SITUAZIONE ROM E SINTI

In generale non è stata predisposta una legislazione specifica nei loro riguardi, ma sono state emanate ordinanze (n. 3676, 3677, 3678) il 30 maggio 2008 con le quali si danno poteri straordinari ai prefetti delle città di Milano, Roma e Napoli, ed indicazione di smantellamento dei campi sosta abusivi. L’idea iniziale di prendere le impronte digitali anche ai minori nomadi è rientrata grazie alle proteste soprattutto europee. Alcuni comportamenti violenti nei confronti delle persone presenti nei campi al momento del controllo di sicurezza, sono risultati episodici ed isolati.
Quello che maggiormente si critica alle autorità è l’approccio emergenziale con cui si tratta un tema vecchio di secoli. In Italia ci sono 160 mila Rom e Sinti, di cui 90 mila italiani. Sono presenti nel nostro Paese dal 1400, ed una grandissima maggioranza si è integrata. Eppure si continua a trattare il tema “nomadi”, come se fosse recente e la situazione “di emergenza pubblica”. In realtà quello che manca è una seria politica di integrazione in materia di abitazioni, scuola ed avvio al lavoro. In fondo il tema Rom (e per analogia) dei romeni, serve ad agitare l’opinione pubblica e ad esasperare i comportamenti più violenti com’è successo l’anno scorso vicino a Napoli.
La legislazione in approvazione prevede due norme specificamente mirate a Rom e Sinti: quella introduce norme piu' severe per il contrasto all'impiego di minori per l'accattonaggio e quella che subordina la concessione della residenza ad una verifica sulle condizioni di abitabilità (idoneità alloggiativi) , condizioni difficili da superare per chi vive in un campo.

CONCLUSIONI

La legislazione italiana contiene principi importanti di rispetto dei diritti umani, in linea con i principi e le norme internazionali, e a favore di una piena valorizzazione della persona indipendentemente dalla provenienza, colore, razza, credo religioso. La sua normativa, però, non è esente da norme con contenuti oggettivamente discriminatori che andrebbero eliminati. Anche in fase di applicazione delle leggi e dei principi, ci si scontra con un notevole ritardo nell’applicazione di un principio di parità piena ed effettiva per tutti. Oggi la crisi economica ed il clima politico avvelenato certo non facilitano questo percorso, sia pur urgente e necessario.
Purtroppo, anche gli organismi creati a tutela di questo percorso di parità effettiva e di armoniosa convivenza tra le diversità, si sono rivelati insufficienti nell’autonomia e nell’efficacia (vedi Pari Opportunità).
La presenza in Italia di oltre un milione di migranti irregolari e la percezione netta nell’opinione pubblica di una mancanza reale di governance del fenomeno, ha accentuato nella popolazione l’insofferenza verso le diversità.
———
● **OBIETTIVO DELL'ESERCIZIO**
Cita alla lettera tutto il passo del testo sulla situazione di Rom e Sinti che va da "In generale non" giù fino a "episodici ed isolati.". Le righe che seguono non hanno alcun ruolo in questo esercizio.

● **ESTRATTO DEI DATI**
———
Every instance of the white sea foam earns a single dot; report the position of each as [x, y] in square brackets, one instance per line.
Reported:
———
● **SOLUZIONE DEL COMPITO**
In generale non è stata predisposta una legislazione specifica nei loro riguardi, ma sono state emanate ordinanze (n. 3676, 3677, 3678) il 30 maggio 2008 con le quali si danno poteri straordinari ai prefetti delle città di Milano, Roma e Napoli, ed indicazione di smantellamento dei campi sosta abusivi. L’idea iniziale di prendere le impronte digitali anche ai minori nomadi è rientrata grazie alle proteste soprattutto europee. Alcuni comportamenti violenti nei confronti delle persone presenti nei campi al momento del controllo di sicurezza, sono risultati episodici ed isolati.